[Given task]
Reproduce the records verbatim from the line containing "Guideline: one marker per instance of the plant" through the end of the records, both ends included, and omit any pictures from your output.

______________________________

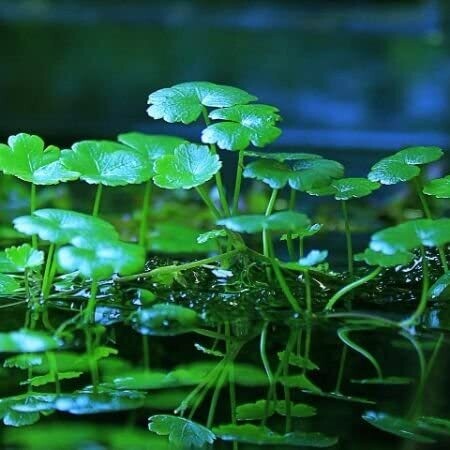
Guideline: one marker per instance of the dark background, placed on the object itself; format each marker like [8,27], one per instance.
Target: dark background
[357,77]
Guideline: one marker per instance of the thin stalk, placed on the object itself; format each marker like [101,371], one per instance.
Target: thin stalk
[97,201]
[428,215]
[179,267]
[424,296]
[143,235]
[238,182]
[218,176]
[33,205]
[348,238]
[350,287]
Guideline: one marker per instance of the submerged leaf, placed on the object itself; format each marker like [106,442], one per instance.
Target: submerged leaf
[185,102]
[244,124]
[25,158]
[107,162]
[183,433]
[190,165]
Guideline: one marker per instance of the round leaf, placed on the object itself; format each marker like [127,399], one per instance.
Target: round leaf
[439,188]
[26,158]
[107,163]
[191,165]
[245,124]
[61,226]
[185,102]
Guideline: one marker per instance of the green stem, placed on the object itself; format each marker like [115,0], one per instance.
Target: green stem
[98,198]
[205,197]
[424,296]
[350,287]
[33,205]
[238,182]
[348,238]
[143,228]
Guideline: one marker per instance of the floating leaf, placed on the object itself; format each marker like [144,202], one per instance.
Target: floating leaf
[244,124]
[61,226]
[191,165]
[440,287]
[8,285]
[183,433]
[107,163]
[25,257]
[373,258]
[439,188]
[100,260]
[185,102]
[397,425]
[347,188]
[27,341]
[164,320]
[402,166]
[153,146]
[25,158]
[260,435]
[410,235]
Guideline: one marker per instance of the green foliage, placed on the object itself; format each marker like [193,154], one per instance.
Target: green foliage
[439,188]
[25,257]
[60,226]
[245,124]
[26,158]
[107,163]
[402,166]
[347,188]
[182,433]
[190,165]
[185,102]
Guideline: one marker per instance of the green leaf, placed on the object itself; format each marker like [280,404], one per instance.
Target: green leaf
[185,102]
[313,173]
[191,165]
[281,156]
[440,288]
[244,124]
[25,257]
[25,158]
[107,163]
[402,166]
[153,146]
[8,285]
[313,258]
[398,426]
[101,259]
[60,226]
[260,435]
[410,235]
[439,188]
[164,320]
[182,433]
[298,361]
[373,258]
[27,341]
[347,188]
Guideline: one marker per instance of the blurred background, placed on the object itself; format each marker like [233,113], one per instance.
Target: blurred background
[348,76]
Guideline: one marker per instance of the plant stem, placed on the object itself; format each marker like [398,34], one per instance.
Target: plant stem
[218,176]
[237,183]
[32,209]
[424,296]
[350,287]
[98,198]
[348,238]
[143,235]
[179,267]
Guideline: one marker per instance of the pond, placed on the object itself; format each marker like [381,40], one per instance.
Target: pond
[180,310]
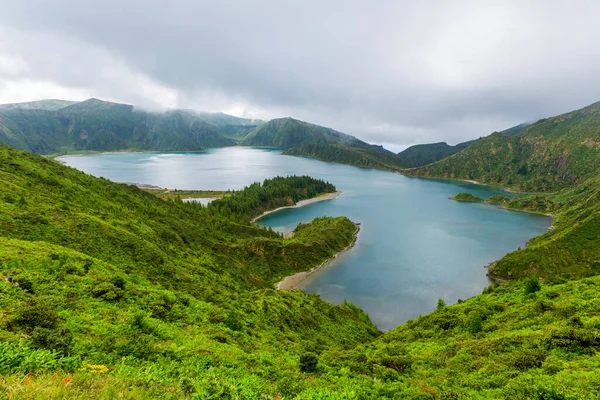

______________________________

[Exercise solution]
Guideline: one marker per instance of the plant stem, placed on the object itself; format each marker like [398,34], one per instance.
Target: plant stem
[218,176]
[237,183]
[32,209]
[424,296]
[350,287]
[98,198]
[348,238]
[143,235]
[179,267]
Guideline: one marker per instance of the pond, placed on the object itself; format each marker like [381,40], one per instance.
Target: pond
[180,310]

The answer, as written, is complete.